Required action:
Bring back every record exactly, except for the pictures, which stay out.

(Beginning of Data shown)

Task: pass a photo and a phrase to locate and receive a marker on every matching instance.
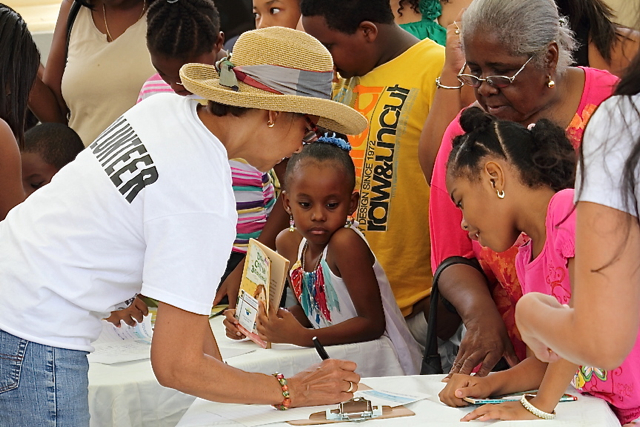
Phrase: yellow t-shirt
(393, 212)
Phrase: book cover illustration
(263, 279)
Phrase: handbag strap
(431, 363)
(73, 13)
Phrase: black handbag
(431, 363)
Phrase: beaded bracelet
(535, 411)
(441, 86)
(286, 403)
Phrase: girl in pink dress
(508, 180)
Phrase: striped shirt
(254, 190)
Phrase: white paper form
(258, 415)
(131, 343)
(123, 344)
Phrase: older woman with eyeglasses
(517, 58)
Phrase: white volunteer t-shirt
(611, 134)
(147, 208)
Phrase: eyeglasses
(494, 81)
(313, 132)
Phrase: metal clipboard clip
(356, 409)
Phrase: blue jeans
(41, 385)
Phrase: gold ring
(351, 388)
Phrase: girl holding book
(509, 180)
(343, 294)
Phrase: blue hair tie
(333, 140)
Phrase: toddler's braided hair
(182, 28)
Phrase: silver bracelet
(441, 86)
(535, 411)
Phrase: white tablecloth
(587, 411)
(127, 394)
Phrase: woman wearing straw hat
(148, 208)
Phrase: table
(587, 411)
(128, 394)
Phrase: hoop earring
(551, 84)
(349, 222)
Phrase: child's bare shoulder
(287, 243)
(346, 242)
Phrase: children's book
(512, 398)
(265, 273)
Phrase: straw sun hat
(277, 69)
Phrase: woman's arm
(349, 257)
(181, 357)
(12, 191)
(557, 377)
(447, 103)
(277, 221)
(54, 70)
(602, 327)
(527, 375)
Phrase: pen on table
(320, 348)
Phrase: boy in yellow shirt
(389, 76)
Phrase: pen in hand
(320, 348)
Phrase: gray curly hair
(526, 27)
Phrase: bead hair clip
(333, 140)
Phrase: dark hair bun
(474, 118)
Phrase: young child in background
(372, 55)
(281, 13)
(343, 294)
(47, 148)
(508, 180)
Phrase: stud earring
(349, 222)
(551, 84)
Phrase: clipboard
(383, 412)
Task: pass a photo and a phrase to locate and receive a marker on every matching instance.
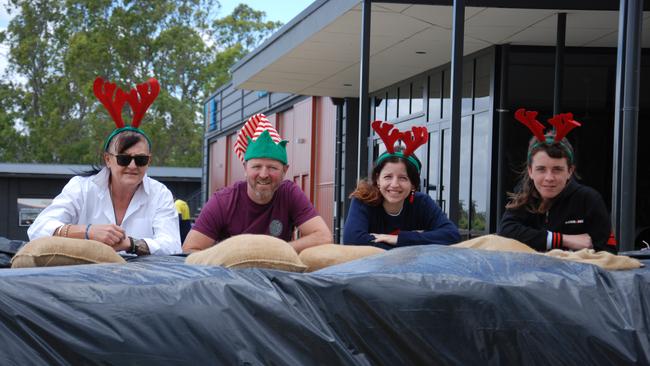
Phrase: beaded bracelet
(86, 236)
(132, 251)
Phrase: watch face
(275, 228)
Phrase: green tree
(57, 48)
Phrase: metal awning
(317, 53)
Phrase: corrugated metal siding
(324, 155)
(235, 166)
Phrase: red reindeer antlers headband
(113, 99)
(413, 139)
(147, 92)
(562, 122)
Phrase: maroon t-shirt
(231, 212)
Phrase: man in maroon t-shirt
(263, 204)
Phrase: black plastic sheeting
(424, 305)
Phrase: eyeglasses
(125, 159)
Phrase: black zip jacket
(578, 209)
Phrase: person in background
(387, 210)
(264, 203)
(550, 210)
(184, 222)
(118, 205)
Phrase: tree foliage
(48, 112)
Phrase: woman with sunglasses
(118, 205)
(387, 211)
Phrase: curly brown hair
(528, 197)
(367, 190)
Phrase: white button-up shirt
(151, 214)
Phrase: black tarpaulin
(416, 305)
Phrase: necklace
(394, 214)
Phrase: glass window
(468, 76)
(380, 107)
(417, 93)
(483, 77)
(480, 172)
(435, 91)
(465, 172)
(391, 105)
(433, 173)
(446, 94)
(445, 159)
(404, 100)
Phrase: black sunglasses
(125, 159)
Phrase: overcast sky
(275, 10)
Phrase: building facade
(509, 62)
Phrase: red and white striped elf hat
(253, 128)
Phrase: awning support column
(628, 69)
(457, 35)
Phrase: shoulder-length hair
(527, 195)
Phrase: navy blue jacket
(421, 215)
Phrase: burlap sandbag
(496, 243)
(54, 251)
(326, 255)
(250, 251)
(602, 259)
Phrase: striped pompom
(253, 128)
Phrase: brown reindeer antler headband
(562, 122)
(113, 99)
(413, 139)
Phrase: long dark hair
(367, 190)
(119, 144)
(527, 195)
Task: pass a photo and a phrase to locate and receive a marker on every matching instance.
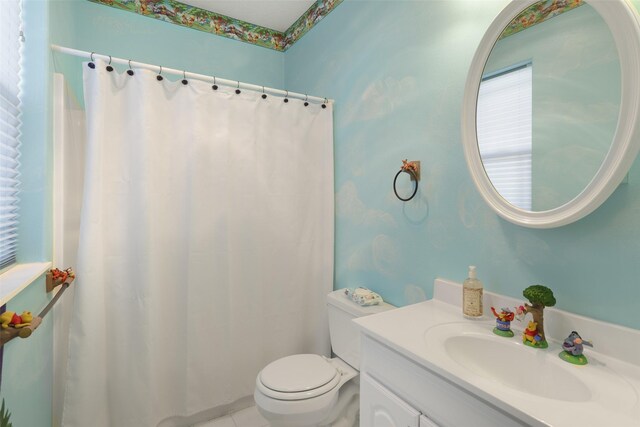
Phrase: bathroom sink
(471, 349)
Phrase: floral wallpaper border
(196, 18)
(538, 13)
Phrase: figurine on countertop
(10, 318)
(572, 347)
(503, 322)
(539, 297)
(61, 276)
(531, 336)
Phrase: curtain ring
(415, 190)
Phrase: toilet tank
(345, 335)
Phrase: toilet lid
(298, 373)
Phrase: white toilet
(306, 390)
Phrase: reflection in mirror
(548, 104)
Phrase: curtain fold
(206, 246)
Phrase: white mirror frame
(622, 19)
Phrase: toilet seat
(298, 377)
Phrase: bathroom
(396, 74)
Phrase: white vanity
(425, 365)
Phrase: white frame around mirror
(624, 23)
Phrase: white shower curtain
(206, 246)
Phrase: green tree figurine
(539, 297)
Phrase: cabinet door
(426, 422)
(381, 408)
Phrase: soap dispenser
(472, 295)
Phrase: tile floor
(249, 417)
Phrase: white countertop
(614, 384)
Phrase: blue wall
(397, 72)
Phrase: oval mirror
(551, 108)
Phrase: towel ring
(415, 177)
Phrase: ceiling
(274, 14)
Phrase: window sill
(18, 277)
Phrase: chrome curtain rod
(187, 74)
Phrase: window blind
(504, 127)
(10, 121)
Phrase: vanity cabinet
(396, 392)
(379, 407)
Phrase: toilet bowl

(End of Data shown)

Output for this task:
Task: pass a photo and a phrase to locate and receive a marker on every matching instance.
Phrase: yellow t-shirt
(393, 212)
Phrase: book cover illustration
(263, 279)
Phrase: handbag strap
(431, 363)
(73, 13)
Phrase: black handbag
(431, 363)
Phrase: beaded bracelet
(535, 411)
(441, 86)
(286, 403)
Phrase: girl in pink dress
(508, 180)
Phrase: striped shirt
(254, 190)
Phrase: white paper form
(258, 415)
(131, 343)
(123, 344)
Phrase: older woman with eyeglasses
(517, 58)
Phrase: white volunteer t-shirt
(611, 134)
(147, 208)
Phrase: eyeglasses
(494, 81)
(313, 132)
Phrase: metal clipboard clip
(356, 409)
Phrase: blue jeans
(41, 385)
Phrase: gold ring
(351, 388)
Phrase: girl holding book
(509, 180)
(343, 294)
Phrase: blue hair tie
(333, 140)
Phrase: toddler's braided hair
(182, 28)
Phrase: silver bracelet
(441, 86)
(535, 411)
Phrase: white tablecloth
(587, 411)
(127, 394)
Phrase: woman wearing straw hat
(148, 208)
Phrase: table
(587, 411)
(128, 394)
Phrase: hoop earring
(551, 84)
(349, 222)
Phrase: child's bare shoulder
(287, 243)
(346, 242)
Phrase: children's book
(512, 398)
(265, 273)
Phrase: straw sun hat
(277, 69)
Phrase: woman's arm
(349, 257)
(181, 357)
(12, 191)
(557, 377)
(447, 103)
(277, 221)
(54, 70)
(602, 327)
(527, 375)
Phrase: pen on table
(320, 348)
Phrase: boy in yellow shirt
(389, 76)
Phrase: pen in hand
(320, 348)
Phrase: gray curly hair
(526, 27)
Phrase: bead hair clip
(333, 140)
Phrase: dark hair bun
(474, 118)
Phrase: young child in background
(372, 55)
(281, 13)
(343, 294)
(47, 148)
(508, 180)
Phrase: stud earring
(349, 222)
(551, 84)
Phrase: clipboard
(383, 412)
Task: pass a photo and a phrase to locate and receive a marker on every matching instance.
Phrase: beaded bracelet
(86, 236)
(132, 251)
Phrase: watch face
(275, 228)
Phrase: green tree
(57, 48)
Phrase: metal awning
(317, 53)
Phrase: corrugated metal siding
(324, 155)
(235, 166)
Phrase: red reindeer antlers headband
(113, 99)
(413, 139)
(147, 92)
(562, 122)
Phrase: maroon t-shirt
(231, 212)
Phrase: man in maroon t-shirt
(263, 204)
Phrase: black plastic sheeting
(424, 305)
Phrase: eyeglasses
(125, 159)
Phrase: black zip jacket
(578, 209)
Phrase: person in background
(387, 210)
(264, 203)
(550, 210)
(184, 222)
(118, 205)
Phrase: tree foliage
(48, 112)
Phrase: woman with sunglasses
(118, 205)
(387, 211)
Phrase: curly brown hair
(528, 197)
(367, 190)
Phrase: white button-up shirt
(151, 214)
Phrase: black tarpaulin
(416, 305)
Phrase: necklace
(394, 214)
Phrase: glass window
(468, 76)
(380, 107)
(417, 93)
(483, 77)
(480, 172)
(435, 91)
(465, 172)
(391, 105)
(433, 173)
(446, 94)
(445, 159)
(404, 100)
Phrase: black sunglasses
(125, 159)
Phrase: overcast sky
(275, 10)
Phrase: building facade
(509, 62)
Phrase: red and white striped elf hat
(253, 128)
Phrase: awning support column
(628, 69)
(457, 35)
Phrase: shoulder-length hair
(527, 195)
Phrase: navy blue jacket
(421, 215)
Phrase: burlap sandbag
(496, 243)
(54, 251)
(326, 255)
(250, 251)
(602, 259)
Phrase: striped pompom
(253, 128)
Phrase: brown reindeer antler headband
(562, 122)
(113, 99)
(413, 139)
Phrase: long dark hair
(367, 190)
(119, 144)
(527, 195)
Task: pass a photo and a phrase to locate and receive a marker on every matching instance.
Phrase: bathroom sink
(471, 349)
Phrase: floral wallpaper border
(196, 18)
(538, 13)
Phrase: figurine on countertop
(10, 318)
(572, 347)
(503, 322)
(539, 297)
(61, 276)
(531, 336)
Phrase: curtain ring
(415, 190)
Phrase: toilet tank
(345, 335)
Phrase: toilet lid
(298, 373)
Phrase: white toilet
(306, 390)
Phrase: reflection in mirror
(548, 104)
Phrase: curtain fold
(206, 246)
Phrase: white mirror frame
(622, 19)
Phrase: toilet seat
(298, 377)
Phrase: bathroom
(396, 74)
Phrase: white vanity
(425, 365)
Phrase: white frame around mirror
(624, 23)
Phrase: white shower curtain
(206, 246)
Phrase: green tree figurine
(539, 297)
Phrase: cabinet door
(426, 422)
(381, 408)
Phrase: soap dispenser
(472, 295)
Phrase: tile floor
(249, 417)
Phrase: white countertop
(614, 384)
Phrase: blue wall
(397, 72)
Phrase: oval mirror
(551, 108)
Phrase: towel ring
(415, 177)
Phrase: ceiling
(274, 14)
Phrase: window sill
(18, 277)
Phrase: chrome curtain rod
(187, 74)
Phrase: window blind
(504, 127)
(10, 121)
Phrase: vanity cabinet
(396, 392)
(379, 407)
Phrase: toilet bowl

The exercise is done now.